Segment Open

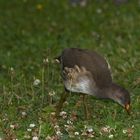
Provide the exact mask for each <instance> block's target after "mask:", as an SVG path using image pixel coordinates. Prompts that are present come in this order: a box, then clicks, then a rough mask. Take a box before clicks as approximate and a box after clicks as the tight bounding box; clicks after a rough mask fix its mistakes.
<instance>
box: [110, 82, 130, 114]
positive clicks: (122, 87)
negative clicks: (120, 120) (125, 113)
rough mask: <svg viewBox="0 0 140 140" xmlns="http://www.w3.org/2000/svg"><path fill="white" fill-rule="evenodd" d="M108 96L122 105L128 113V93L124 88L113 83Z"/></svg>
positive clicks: (128, 92) (124, 108)
mask: <svg viewBox="0 0 140 140" xmlns="http://www.w3.org/2000/svg"><path fill="white" fill-rule="evenodd" d="M110 98H111V99H113V100H114V101H115V102H117V103H119V104H120V105H121V106H123V107H124V109H125V110H126V111H127V112H128V114H129V113H130V94H129V92H128V91H127V90H126V89H125V88H123V87H121V86H119V85H116V84H113V85H112V89H111V94H110Z"/></svg>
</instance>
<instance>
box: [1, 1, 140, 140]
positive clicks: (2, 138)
mask: <svg viewBox="0 0 140 140" xmlns="http://www.w3.org/2000/svg"><path fill="white" fill-rule="evenodd" d="M139 6H140V2H139V1H138V0H134V1H132V2H127V3H124V4H121V5H116V4H115V3H114V2H111V1H103V0H100V1H92V0H90V1H89V3H88V4H87V5H86V6H85V7H81V6H76V7H73V6H72V5H71V4H70V3H69V2H68V1H67V0H61V1H58V0H54V1H52V0H46V1H43V0H37V1H34V0H21V1H19V0H12V1H4V0H0V13H1V14H0V138H1V139H4V140H12V139H16V138H17V139H19V140H26V139H34V140H35V139H37V138H39V139H40V140H45V139H51V140H52V139H55V140H56V139H62V140H66V139H73V140H74V139H89V140H90V139H97V140H98V139H100V140H102V139H103V140H106V139H116V140H127V139H132V140H140V41H139V40H140V14H139V12H140V10H139ZM65 47H79V48H89V49H93V50H96V51H98V52H100V54H102V55H104V56H105V57H106V58H107V59H108V60H109V63H110V64H111V66H112V73H113V79H114V81H116V82H117V83H119V84H121V85H123V86H124V87H126V88H127V89H128V90H129V91H130V93H131V98H132V111H131V115H130V116H129V115H127V114H126V112H125V111H124V110H123V109H122V108H121V107H120V106H118V105H117V104H115V103H113V102H111V101H105V100H102V101H101V100H96V99H95V98H93V97H92V98H91V97H88V104H89V105H90V112H91V119H89V120H85V119H84V111H83V106H82V105H81V107H79V106H80V103H81V100H79V95H73V94H72V95H71V96H70V97H69V98H68V100H67V102H66V103H65V107H64V108H63V111H64V112H61V115H62V116H61V117H60V118H59V120H56V119H55V117H54V111H55V105H56V104H57V103H58V101H59V98H60V95H61V93H62V92H63V91H64V90H63V85H62V81H61V77H60V70H59V66H57V65H56V64H54V62H53V58H54V57H55V56H57V55H58V54H59V53H60V52H61V51H62V50H63V49H64V48H65ZM65 113H66V114H65ZM93 137H94V138H93Z"/></svg>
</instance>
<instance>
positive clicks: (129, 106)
mask: <svg viewBox="0 0 140 140" xmlns="http://www.w3.org/2000/svg"><path fill="white" fill-rule="evenodd" d="M125 109H126V111H127V113H128V114H130V104H126V105H125Z"/></svg>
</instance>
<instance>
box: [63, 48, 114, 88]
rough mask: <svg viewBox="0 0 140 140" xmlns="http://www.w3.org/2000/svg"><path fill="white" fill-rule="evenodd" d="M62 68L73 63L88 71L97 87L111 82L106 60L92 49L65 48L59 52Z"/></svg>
mask: <svg viewBox="0 0 140 140" xmlns="http://www.w3.org/2000/svg"><path fill="white" fill-rule="evenodd" d="M61 60H62V62H61V64H62V69H64V68H65V67H68V68H73V67H74V66H75V65H77V66H79V67H84V68H85V69H86V70H87V71H90V72H91V74H92V78H93V79H94V81H95V83H96V85H97V86H98V87H99V88H104V87H107V86H109V85H110V84H111V83H112V77H111V73H110V70H109V68H108V64H107V62H106V60H105V59H104V58H103V57H102V56H100V55H99V54H97V53H96V52H94V51H88V50H82V49H77V48H67V49H65V50H64V51H63V52H62V54H61Z"/></svg>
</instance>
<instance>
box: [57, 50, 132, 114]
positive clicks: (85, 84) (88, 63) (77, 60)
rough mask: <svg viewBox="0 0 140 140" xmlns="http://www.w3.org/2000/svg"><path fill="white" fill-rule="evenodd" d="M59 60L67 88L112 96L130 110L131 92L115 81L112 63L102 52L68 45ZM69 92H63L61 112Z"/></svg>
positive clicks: (57, 58) (64, 84) (58, 109)
mask: <svg viewBox="0 0 140 140" xmlns="http://www.w3.org/2000/svg"><path fill="white" fill-rule="evenodd" d="M56 60H57V61H58V62H60V64H61V71H62V73H61V75H62V79H63V82H64V87H65V89H66V90H68V91H71V92H75V93H76V92H78V93H84V94H88V95H93V96H96V97H97V98H104V99H112V100H114V101H115V102H117V103H119V104H120V105H121V106H123V107H124V108H125V109H126V111H127V112H128V113H129V110H130V94H129V92H128V91H127V90H126V89H125V88H123V87H121V86H119V85H118V84H116V83H114V82H113V81H112V77H111V72H110V69H109V65H108V63H107V62H106V60H105V59H104V58H103V57H102V56H101V55H99V54H98V53H96V52H95V51H91V50H86V49H79V48H66V49H64V50H63V52H62V54H61V55H60V56H59V57H57V58H56ZM67 95H68V94H67V93H63V94H62V96H61V99H60V102H59V104H58V106H57V111H56V114H58V113H59V112H60V110H61V108H62V106H63V103H64V101H65V100H66V97H67Z"/></svg>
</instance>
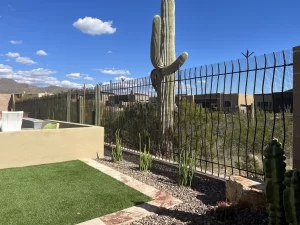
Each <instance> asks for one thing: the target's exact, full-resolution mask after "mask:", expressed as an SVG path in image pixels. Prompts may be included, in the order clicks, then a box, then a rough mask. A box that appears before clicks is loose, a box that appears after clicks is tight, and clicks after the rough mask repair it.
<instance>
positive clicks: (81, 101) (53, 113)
mask: <svg viewBox="0 0 300 225" xmlns="http://www.w3.org/2000/svg"><path fill="white" fill-rule="evenodd" d="M77 109H78V122H79V123H83V114H84V108H83V97H82V96H79V97H78V100H77ZM53 114H54V112H53Z"/></svg>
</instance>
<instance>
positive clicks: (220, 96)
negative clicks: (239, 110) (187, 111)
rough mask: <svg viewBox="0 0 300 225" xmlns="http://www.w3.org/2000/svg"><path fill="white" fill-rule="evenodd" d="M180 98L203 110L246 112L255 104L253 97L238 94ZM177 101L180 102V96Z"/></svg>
mask: <svg viewBox="0 0 300 225" xmlns="http://www.w3.org/2000/svg"><path fill="white" fill-rule="evenodd" d="M180 97H181V99H182V98H186V99H187V100H188V101H189V102H191V103H194V104H197V105H200V107H201V108H209V109H224V110H226V111H235V110H236V109H239V110H241V111H246V109H247V108H248V109H250V108H251V104H253V103H254V99H253V95H245V94H238V93H231V94H228V93H225V94H223V93H211V94H202V95H181V96H180ZM175 101H176V102H178V95H177V96H176V99H175Z"/></svg>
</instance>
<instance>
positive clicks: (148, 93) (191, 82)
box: [16, 50, 293, 176]
mask: <svg viewBox="0 0 300 225" xmlns="http://www.w3.org/2000/svg"><path fill="white" fill-rule="evenodd" d="M173 78H174V79H173ZM173 78H172V77H171V78H170V76H169V77H167V78H166V79H163V80H162V82H161V83H160V84H156V85H154V86H155V88H154V87H153V83H152V79H151V76H149V77H144V78H139V79H134V80H125V81H121V82H118V83H112V82H111V83H109V84H104V85H102V86H101V107H100V108H101V113H100V115H101V119H100V120H101V126H104V127H105V142H106V143H114V142H115V132H116V130H118V129H120V130H121V132H120V134H121V138H122V141H123V147H126V148H129V149H132V150H134V151H139V148H140V143H139V134H141V137H142V146H143V145H144V144H146V143H148V140H149V138H150V140H151V153H152V154H153V155H154V156H156V157H159V158H163V159H166V160H170V161H175V162H178V158H179V155H180V154H181V153H186V152H188V151H190V150H191V151H192V152H193V153H194V154H195V155H196V165H197V167H198V169H199V170H201V171H202V172H205V173H210V174H213V175H217V176H228V175H231V174H241V175H245V176H262V174H263V167H262V159H263V150H264V149H265V148H266V146H267V144H268V143H269V142H270V141H271V140H272V139H273V138H277V139H278V140H279V141H280V142H281V143H282V146H283V148H284V150H285V153H286V157H287V164H288V167H291V165H292V161H291V160H292V144H293V141H292V140H293V116H292V114H293V59H292V50H288V51H281V52H276V53H272V54H268V55H266V54H265V55H262V56H254V57H251V58H244V59H240V60H235V61H230V62H224V63H217V64H212V65H206V66H201V67H198V68H192V69H186V70H181V71H179V72H178V73H176V74H175V75H174V77H173ZM78 96H84V106H83V107H84V109H85V110H84V119H83V121H84V123H86V124H95V120H94V118H95V93H94V90H91V89H88V90H73V91H71V93H69V98H68V94H67V93H64V94H60V95H57V96H49V97H44V98H41V99H28V100H22V101H19V102H16V110H24V111H26V112H31V115H32V116H33V117H36V118H40V119H47V118H51V119H57V120H70V121H71V122H79V119H78V112H79V110H78V101H77V99H78ZM160 96H166V97H160ZM68 99H69V101H71V102H70V103H69V104H68ZM68 107H69V108H68Z"/></svg>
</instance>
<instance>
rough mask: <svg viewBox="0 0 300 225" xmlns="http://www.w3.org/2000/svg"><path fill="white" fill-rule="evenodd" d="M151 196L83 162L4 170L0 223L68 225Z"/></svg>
mask: <svg viewBox="0 0 300 225" xmlns="http://www.w3.org/2000/svg"><path fill="white" fill-rule="evenodd" d="M150 200H151V198H149V197H147V196H146V195H144V194H142V193H140V192H138V191H136V190H134V189H132V188H130V187H128V186H126V185H125V184H123V183H121V182H119V181H117V180H115V179H113V178H111V177H110V176H108V175H106V174H104V173H101V172H100V171H98V170H96V169H94V168H92V167H90V166H88V165H86V164H85V163H83V162H81V161H77V160H75V161H68V162H63V163H53V164H45V165H39V166H28V167H23V168H12V169H2V170H0V224H1V225H2V224H3V225H19V224H20V225H21V224H22V225H45V224H47V225H48V224H49V225H50V224H51V225H68V224H77V223H80V222H83V221H87V220H90V219H94V218H97V217H100V216H103V215H106V214H109V213H112V212H116V211H119V210H122V209H125V208H128V207H131V206H134V205H137V204H140V203H142V202H147V201H150Z"/></svg>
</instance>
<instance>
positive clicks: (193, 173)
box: [178, 148, 196, 187]
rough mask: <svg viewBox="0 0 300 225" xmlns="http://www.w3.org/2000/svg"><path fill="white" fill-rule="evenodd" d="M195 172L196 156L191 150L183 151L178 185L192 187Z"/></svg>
mask: <svg viewBox="0 0 300 225" xmlns="http://www.w3.org/2000/svg"><path fill="white" fill-rule="evenodd" d="M195 170H196V160H195V154H194V153H192V151H191V148H189V150H188V151H181V153H180V156H179V165H178V184H179V185H183V186H189V187H191V186H192V180H193V178H194V174H195Z"/></svg>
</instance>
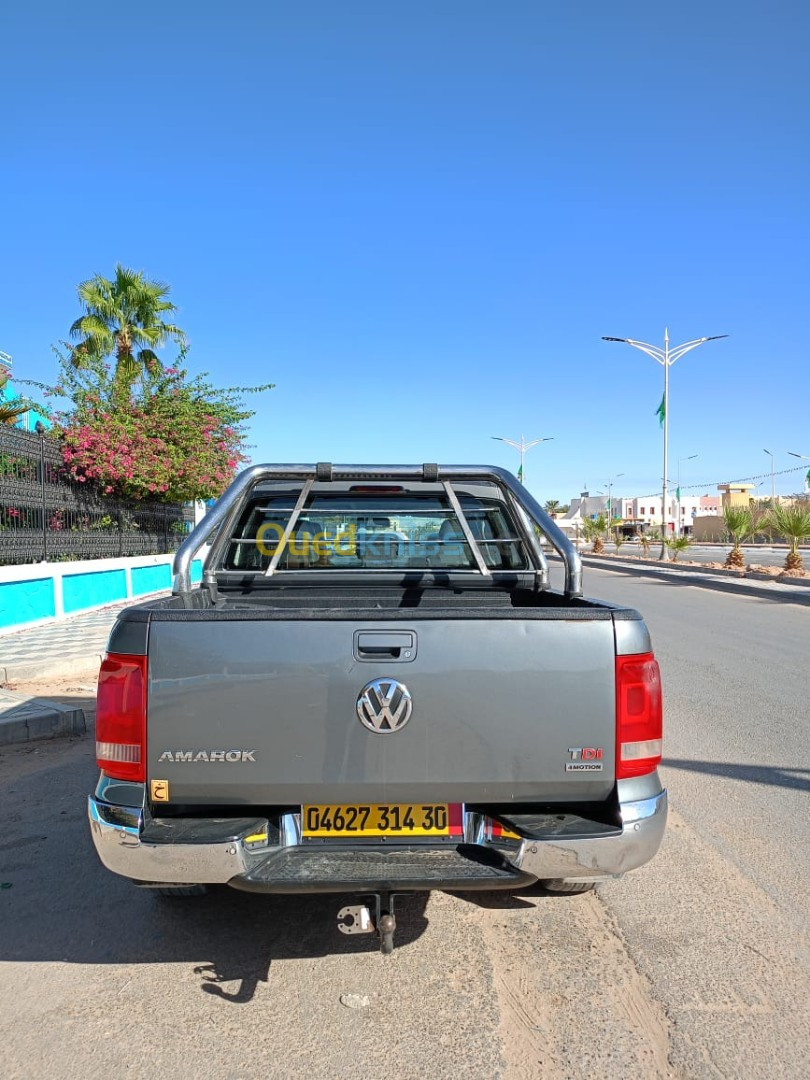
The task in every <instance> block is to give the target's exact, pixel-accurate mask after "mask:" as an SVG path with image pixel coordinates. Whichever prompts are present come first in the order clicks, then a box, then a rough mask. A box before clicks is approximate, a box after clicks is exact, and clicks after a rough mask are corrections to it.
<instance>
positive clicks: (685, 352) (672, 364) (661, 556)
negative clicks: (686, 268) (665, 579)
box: [602, 327, 728, 563]
mask: <svg viewBox="0 0 810 1080" xmlns="http://www.w3.org/2000/svg"><path fill="white" fill-rule="evenodd" d="M724 337H728V334H715V335H713V336H712V337H705V338H694V339H693V340H692V341H685V342H684V343H683V345H677V346H675V347H674V348H673V349H671V348H670V330H669V328H666V327H665V328H664V347H663V349H659V347H658V346H654V345H649V343H648V342H647V341H635V340H634V339H633V338H613V337H603V339H602V340H603V341H622V342H623V343H624V345H630V346H633V348H634V349H640V351H642V352H646V353H647V355H648V356H652V359H653V360H654V361H656V362H657V363H659V364H661V365H662V366H663V369H664V396H663V401H662V402H661V404H662V406H663V408H662V411H663V421H664V422H663V428H664V476H663V485H664V486H663V489H662V494H661V556H660V557H661V561H662V562H663V563H665V562H667V559H669V557H670V551H669V549H667V546H666V536H667V532H669V530H670V513H669V509H667V505H666V500H667V497H669V482H667V478H666V477H667V467H669V464H670V367H671V366H672V365H673V364H674V363H675V361H676V360H680V357H681V356H683V355H685V353H687V352H691V350H692V349H697V348H698V346H699V345H704V343H705V342H706V341H717V340H719V338H724Z"/></svg>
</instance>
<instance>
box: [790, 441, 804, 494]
mask: <svg viewBox="0 0 810 1080" xmlns="http://www.w3.org/2000/svg"><path fill="white" fill-rule="evenodd" d="M787 453H788V454H789V455H791V457H792V458H801V460H802V461H810V457H808V455H807V454H795V453H794V451H793V450H788V451H787ZM808 492H810V469H808V471H807V476H805V494H806V495H807V494H808Z"/></svg>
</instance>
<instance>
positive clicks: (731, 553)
mask: <svg viewBox="0 0 810 1080" xmlns="http://www.w3.org/2000/svg"><path fill="white" fill-rule="evenodd" d="M723 521H724V523H725V525H726V532H727V534H728V536H729V537H730V539H731V551H730V552H729V553H728V555H727V556H726V564H725V565H726V566H728V567H729V568H730V569H737V570H744V569H745V555H744V554H743V550H742V544H743V543H744V542H745V541H746V540H750V539H751V537H752V536H754V534H755V532H756V528H757V526H756V523H755V521H754V516H753V514H752V512H751V509H750V508H748V507H724V508H723Z"/></svg>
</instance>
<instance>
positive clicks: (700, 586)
mask: <svg viewBox="0 0 810 1080" xmlns="http://www.w3.org/2000/svg"><path fill="white" fill-rule="evenodd" d="M580 556H581V557H582V559H583V565H584V566H591V567H594V568H595V569H602V570H615V571H617V572H618V573H629V575H638V576H640V577H648V578H660V579H663V580H667V581H683V583H684V584H690V585H697V586H699V588H703V589H716V590H718V591H720V592H727V593H735V594H738V595H743V596H758V597H759V598H762V599H769V600H781V602H783V603H785V602H786V603H791V604H808V605H810V588H808V584H810V582H808V581H801V580H800V579H798V578H797V579H796V581H795V582H791V584H787V583H786V582H783V581H773V579H772V578H770V577H768V576H766V575H760V576H756V577H754V576H752V575H750V573H745V576H743V575H742V573H729V572H728V571H727V570H716V569H712V568H710V567H706V569H705V570H696V569H694V567H691V566H678V565H677V564H675V565H674V566H673V565H672V564H667V565H666V566H665V567H663V566H650V565H649V564H644V565H639V564H635V563H622V562H619V561H618V559H616V558H603V557H600V556H599V555H591V554H590V553H588V554H584V555H583V554H582V553H580ZM755 581H756V582H762V583H761V584H755V583H754V582H755ZM795 586H797V588H795Z"/></svg>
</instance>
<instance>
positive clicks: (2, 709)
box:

Segment Closed

List every line above containing the word "that", copying each one in full. Case counts.

Provide the exact mask for each <instance> block's target after "mask:", as an SVG path using image pixel coordinates. Prompts that are present come in this order: a box, then clicks, then a rough mask. Take a box before clicks as approximate and a box after clicks as the tight bounding box; clicks after a rough mask fix its mistakes.
Each <instance> asks for one thing: the target's exact, full-resolution mask after "mask:", expressed as an SVG path in image pixels. Prompts may be included, in the order clicks, then a box, then a rough mask. A box that appears before clicks is loose, a box that appears after clicks is tight, and clicks after the rough mask repair it.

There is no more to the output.